Exercise 1:
List every section heading in the fearful-avoidant attachment profile, starting with "Where you land on the map."
Exercise 2:
Write the next part of the fearful-avoidant attachment profile, beginning after the last sentence of its "In close relationships" section.

Text for analysis:
::::
Your attachment style is
Fearful-avoidant
You want closeness and you fear it — sometimes in the same minute.
Where you land on the map
Two dimensions — anxiety on the vertical axis, avoidance on the horizontal — produce four quadrants (Bartholomew & Horowitz, 1991). Yours is highlighted.
You want closeness and you fear it — sometimes in the same minute.
What you actually do
- You can be intensely emotionally available, then suddenly remote — without quite knowing why.
- Trust takes longer than people expect, and tests itself in ways that can sting both of you.
- You are drawn to intense, complicated dynamics; predictable, safe people can feel boring at first.
- You reach toward someone, then pull back the moment they reach back.
- You sometimes notice a strange relief when a relationship ends, even one you wanted — because the contradiction has resolved.
- You can read people quickly and accurately, especially their pain, which is part why you ended up in this pattern in the first place.
The pattern, in plain language
You hold both pulls at once: the deep desire to be known, and a strong instinct to protect yourself from being known. The two systems can flip without warning. You may reach toward someone, then pull back the moment they reach back. People can read this as inconsistency; underneath it is usually an early lesson that the same person who comforts you can also be the one who hurts you.
In close relationships
You can be intensely emotionally available, then suddenly remote — without quite knowing why. Trust takes longer than people expect, and tests itself in ways that can sting. You tend to attract complicated dynamics, partly because chaos is what your system learned to read as "real." Predictable, safe people can feel boring at first; that boredom is often the start of healing.
::::
Stored items from a collection:
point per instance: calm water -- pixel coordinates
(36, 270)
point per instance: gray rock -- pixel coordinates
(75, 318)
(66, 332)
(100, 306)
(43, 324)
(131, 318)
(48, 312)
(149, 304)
::::
Response 1:
- Where you land on the map
- What you actually do
- The pattern, in plain language
- In close relationships

Response 2:
Where it came from
Disorganized attachment most often forms when the caregiver is simultaneously the source of comfort and the source of fear — through abuse, severe neglect, parental mental illness, unresolved grief, or what researchers call frightening/frightened parental behaviour (Main & Hesse, 1990). The infant nervous system has no organised strategy because none works: approach the caregiver and you get hurt; avoid the caregiver and you’re alone with a dysregulated body. As an adult the pattern is malleable but body-deep, and is one of the strongest attachment-style predictors of complex PTSD (Liotti, 2004).
How to soften the pattern
- Trauma-informed therapy is the highest-leverage move here. EMDR, IFS, somatic experiencing, sensorimotor psychotherapy, and EFT all have evidence; talk therapy alone often isn’t enough because the pattern lives in the body.
- Build safety in small, predictable doses. Boring is therapeutic. Routine, consistency, and people who don’t generate drama are exactly the medicine, even when they don’t feel like it at first.
- Watch for the urge to flee a relationship right after a moment of real closeness. That flight is the pattern, not the truth about the person. Wait 72 hours before acting on it.
- Name the parts. Internal Family Systems language — "the part of me that wants in, the part of me that wants out" — externalises the conflict so it can be worked with instead of acted out.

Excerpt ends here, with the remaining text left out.